Data from a point labeling set:
· · · · · · ·

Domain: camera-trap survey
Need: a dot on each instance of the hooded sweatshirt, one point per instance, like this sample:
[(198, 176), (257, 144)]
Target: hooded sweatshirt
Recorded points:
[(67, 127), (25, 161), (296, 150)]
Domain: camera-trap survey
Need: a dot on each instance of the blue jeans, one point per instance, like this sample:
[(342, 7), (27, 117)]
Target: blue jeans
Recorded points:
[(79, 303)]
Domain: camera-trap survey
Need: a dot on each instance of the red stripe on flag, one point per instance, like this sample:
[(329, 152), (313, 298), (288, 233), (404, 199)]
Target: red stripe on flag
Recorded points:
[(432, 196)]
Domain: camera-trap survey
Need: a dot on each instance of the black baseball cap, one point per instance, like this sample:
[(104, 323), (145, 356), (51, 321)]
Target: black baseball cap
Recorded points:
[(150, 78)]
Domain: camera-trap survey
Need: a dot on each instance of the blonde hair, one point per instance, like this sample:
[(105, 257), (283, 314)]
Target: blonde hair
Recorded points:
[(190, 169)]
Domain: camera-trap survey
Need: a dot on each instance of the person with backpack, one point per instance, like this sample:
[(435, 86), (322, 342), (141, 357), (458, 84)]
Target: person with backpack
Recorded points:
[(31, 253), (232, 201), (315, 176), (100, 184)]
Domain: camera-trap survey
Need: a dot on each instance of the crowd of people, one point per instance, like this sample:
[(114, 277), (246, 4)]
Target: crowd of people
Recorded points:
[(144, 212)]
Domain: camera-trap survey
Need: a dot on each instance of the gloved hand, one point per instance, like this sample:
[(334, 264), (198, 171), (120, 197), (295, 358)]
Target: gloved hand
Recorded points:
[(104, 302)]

· · · · · · ·

_Short problem_
Render everything in the data from the very first line down to and including the line containing "[(144, 212)]" as a numbered list, leaving out any blank lines.

_Exercise result_
1. Domain: camera-trap survey
2. Need: a dot on each instance of the hooded sweatshirt, one point per instance, like this sample:
3. [(198, 176), (257, 144)]
4. Target: hooded sweatshirt
5. Recorded points:
6. [(67, 127), (25, 161), (296, 150)]
7. Domain: camera-trap survey
8. Need: a dot on each instance of the blue jeans, one point per instance, like this sample:
9. [(342, 7), (27, 117)]
10. Target: blue jeans
11. Recorded points:
12. [(79, 303)]
13. Domain: camera-trap survey
14. Need: a dot on each instance of the red stripe on flag, one point per instance, like this sample:
15. [(329, 152), (313, 298), (288, 233), (404, 199)]
16. Target: red stripe on flag
17. Recorded points:
18. [(432, 196)]
19. Domain: camera-trap survey
20. Need: a dot on each instance of the black baseball cap, one point per instance, like this sample:
21. [(104, 323), (145, 356), (51, 321)]
22. Target: black baseball cap
23. Recorded points:
24. [(150, 78)]
25. Domain: camera-trap survey
26. Need: a dot on each instance of the blonde hair, one point per instance, like this sample:
27. [(105, 257), (283, 314)]
28. Target: blonde hair
29. Recorded points:
30. [(190, 169)]
31. Domain: camera-trap survey
32. Need: a dot on each instance of the person with backpack, one point per instance, like this sample:
33. [(435, 86), (322, 342), (141, 357), (458, 84)]
34. Target: person with backpack
35. Recorded points:
36. [(31, 253), (232, 201), (315, 176), (100, 184)]
37. Domain: camera-trap survey
38. Need: a dot on each instance of the crowd of people, one point per instance, like this sample:
39. [(114, 277), (246, 4)]
40. Target: crowd of people
41. Recorded points:
42. [(144, 212)]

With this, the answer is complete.